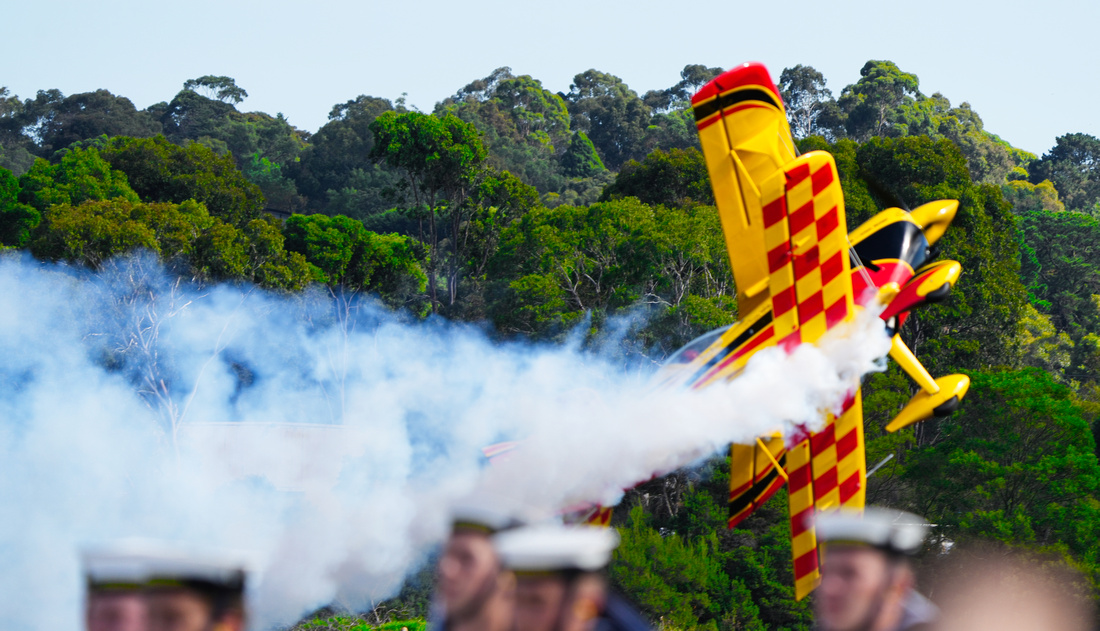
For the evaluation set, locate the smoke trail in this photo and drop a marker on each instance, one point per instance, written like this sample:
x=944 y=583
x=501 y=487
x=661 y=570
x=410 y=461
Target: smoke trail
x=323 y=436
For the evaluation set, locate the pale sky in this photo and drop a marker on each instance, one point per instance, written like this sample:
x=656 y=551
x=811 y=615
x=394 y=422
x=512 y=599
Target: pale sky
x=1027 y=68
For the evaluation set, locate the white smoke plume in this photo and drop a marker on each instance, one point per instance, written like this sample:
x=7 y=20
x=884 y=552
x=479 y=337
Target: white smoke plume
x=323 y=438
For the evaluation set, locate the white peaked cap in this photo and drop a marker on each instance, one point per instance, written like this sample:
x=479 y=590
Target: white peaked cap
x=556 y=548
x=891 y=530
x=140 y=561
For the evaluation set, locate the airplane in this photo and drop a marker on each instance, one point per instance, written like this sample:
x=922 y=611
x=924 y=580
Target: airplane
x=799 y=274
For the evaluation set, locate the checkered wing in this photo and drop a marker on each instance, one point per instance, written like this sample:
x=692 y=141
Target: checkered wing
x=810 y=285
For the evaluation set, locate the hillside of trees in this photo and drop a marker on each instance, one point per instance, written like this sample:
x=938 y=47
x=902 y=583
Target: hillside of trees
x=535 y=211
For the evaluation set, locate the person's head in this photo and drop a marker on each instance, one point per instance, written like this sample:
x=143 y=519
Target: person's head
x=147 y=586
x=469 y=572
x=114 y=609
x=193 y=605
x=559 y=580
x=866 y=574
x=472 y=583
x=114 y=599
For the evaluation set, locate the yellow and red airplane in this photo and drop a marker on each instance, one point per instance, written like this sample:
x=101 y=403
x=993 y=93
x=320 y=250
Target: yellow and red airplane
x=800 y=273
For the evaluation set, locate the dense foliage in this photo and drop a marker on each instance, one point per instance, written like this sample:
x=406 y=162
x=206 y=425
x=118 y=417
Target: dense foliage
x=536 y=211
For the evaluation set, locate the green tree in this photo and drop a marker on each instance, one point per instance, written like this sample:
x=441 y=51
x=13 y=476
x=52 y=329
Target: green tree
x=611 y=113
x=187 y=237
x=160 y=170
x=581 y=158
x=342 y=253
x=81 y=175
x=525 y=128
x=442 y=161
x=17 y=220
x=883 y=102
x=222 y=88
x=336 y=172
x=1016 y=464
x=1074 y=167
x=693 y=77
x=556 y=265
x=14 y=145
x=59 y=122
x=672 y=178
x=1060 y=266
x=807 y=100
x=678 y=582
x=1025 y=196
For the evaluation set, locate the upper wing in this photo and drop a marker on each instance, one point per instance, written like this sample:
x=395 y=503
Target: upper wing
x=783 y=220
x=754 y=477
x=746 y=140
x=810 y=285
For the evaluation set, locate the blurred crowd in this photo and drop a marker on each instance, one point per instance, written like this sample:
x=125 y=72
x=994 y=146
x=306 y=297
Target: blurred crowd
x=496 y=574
● ● ● ●
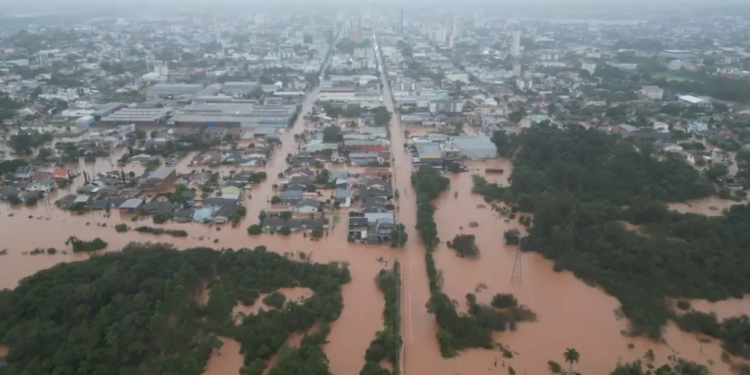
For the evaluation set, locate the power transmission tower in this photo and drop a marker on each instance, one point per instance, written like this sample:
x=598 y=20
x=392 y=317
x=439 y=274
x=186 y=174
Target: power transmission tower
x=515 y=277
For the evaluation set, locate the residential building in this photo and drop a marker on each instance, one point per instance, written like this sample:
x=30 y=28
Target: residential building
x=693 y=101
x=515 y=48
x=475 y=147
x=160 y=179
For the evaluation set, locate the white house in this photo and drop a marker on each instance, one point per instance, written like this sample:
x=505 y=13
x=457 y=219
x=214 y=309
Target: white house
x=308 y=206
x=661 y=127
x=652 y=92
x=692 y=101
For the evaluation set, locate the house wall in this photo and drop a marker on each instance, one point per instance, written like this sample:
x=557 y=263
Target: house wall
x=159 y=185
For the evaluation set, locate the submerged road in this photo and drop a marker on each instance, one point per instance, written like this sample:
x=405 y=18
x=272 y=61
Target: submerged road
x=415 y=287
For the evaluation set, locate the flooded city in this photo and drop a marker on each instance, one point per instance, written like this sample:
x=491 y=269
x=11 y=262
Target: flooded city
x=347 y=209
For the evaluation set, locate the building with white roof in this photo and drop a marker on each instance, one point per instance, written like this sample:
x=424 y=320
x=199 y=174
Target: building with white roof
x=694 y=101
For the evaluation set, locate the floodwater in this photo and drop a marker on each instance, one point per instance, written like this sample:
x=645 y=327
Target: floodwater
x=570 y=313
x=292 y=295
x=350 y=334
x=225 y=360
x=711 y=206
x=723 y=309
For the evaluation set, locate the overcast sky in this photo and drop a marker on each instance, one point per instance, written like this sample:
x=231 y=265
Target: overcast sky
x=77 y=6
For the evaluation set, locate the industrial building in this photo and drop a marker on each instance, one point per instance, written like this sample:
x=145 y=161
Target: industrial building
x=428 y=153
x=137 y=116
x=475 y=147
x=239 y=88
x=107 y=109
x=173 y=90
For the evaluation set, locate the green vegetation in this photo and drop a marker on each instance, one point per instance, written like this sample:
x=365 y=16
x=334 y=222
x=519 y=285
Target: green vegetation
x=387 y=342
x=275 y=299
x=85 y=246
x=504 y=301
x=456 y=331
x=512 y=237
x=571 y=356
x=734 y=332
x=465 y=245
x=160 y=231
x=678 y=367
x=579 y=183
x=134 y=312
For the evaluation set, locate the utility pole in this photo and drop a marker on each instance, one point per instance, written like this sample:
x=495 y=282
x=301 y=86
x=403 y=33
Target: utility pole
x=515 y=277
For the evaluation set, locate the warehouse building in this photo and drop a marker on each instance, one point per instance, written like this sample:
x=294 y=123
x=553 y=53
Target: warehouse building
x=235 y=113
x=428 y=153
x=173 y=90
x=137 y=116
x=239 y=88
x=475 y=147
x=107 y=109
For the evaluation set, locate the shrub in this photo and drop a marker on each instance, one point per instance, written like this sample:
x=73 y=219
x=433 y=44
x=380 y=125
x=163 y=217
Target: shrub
● ● ● ●
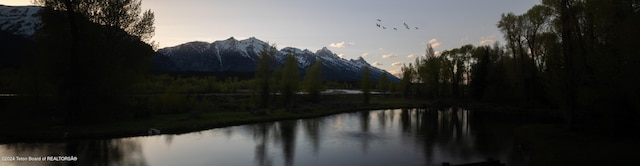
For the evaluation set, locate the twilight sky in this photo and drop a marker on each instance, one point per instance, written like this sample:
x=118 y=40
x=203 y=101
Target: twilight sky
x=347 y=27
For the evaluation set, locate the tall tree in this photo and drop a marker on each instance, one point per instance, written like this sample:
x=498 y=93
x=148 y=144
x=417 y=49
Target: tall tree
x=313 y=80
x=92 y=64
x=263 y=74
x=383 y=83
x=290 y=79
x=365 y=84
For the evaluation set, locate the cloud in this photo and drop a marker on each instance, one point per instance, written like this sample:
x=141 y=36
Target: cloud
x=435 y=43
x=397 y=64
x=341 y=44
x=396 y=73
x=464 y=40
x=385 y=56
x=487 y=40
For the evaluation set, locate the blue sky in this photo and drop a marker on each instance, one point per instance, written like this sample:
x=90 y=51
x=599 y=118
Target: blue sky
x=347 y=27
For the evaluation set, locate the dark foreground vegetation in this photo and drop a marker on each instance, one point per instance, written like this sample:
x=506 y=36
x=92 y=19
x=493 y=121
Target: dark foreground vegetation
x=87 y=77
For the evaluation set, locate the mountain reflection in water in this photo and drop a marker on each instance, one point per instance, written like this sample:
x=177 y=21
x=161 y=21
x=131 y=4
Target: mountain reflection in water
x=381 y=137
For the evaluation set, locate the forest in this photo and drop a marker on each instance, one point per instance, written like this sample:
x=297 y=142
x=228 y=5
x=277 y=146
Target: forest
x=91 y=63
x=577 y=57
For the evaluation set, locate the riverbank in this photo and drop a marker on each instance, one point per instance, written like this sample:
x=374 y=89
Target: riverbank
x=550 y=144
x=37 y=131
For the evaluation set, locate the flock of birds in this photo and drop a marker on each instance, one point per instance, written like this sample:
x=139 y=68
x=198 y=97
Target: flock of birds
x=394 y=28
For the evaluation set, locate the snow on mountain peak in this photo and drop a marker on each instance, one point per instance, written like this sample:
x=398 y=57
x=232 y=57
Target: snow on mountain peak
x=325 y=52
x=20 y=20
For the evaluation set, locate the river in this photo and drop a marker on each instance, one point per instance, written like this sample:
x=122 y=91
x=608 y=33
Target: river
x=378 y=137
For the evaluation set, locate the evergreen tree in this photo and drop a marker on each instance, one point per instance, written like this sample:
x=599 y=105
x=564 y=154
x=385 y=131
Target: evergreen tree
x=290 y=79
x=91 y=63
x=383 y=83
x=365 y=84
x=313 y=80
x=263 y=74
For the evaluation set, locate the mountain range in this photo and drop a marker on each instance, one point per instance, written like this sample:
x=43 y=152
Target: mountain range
● ● ● ●
# Énoncé
Pouvez-vous recopier telles quelles, et elles seules, les lignes allant de celle qui contient "For the evaluation set, locate the smoke" jusqu'à celle qui contient "x=323 y=438", ces deux lignes incluses ?

# Bonne réponse
For the evaluation set, locate the smoke trail in this photo and drop a marker on each instance, one point per instance, written like this sample:
x=944 y=583
x=501 y=487
x=661 y=570
x=410 y=461
Target: smoke trail
x=323 y=436
For the evaluation set, locate the pale sky in this photo and drop a marker on each instance, one point per instance, written like this sample:
x=656 y=551
x=811 y=615
x=394 y=422
x=512 y=599
Target: pale sky
x=1027 y=68
For the evaluation set, locate the white smoke plume in this photo and drop a marker on each instance, one point per instance, written like this sample:
x=7 y=20
x=884 y=552
x=479 y=337
Target: white smoke plume
x=323 y=438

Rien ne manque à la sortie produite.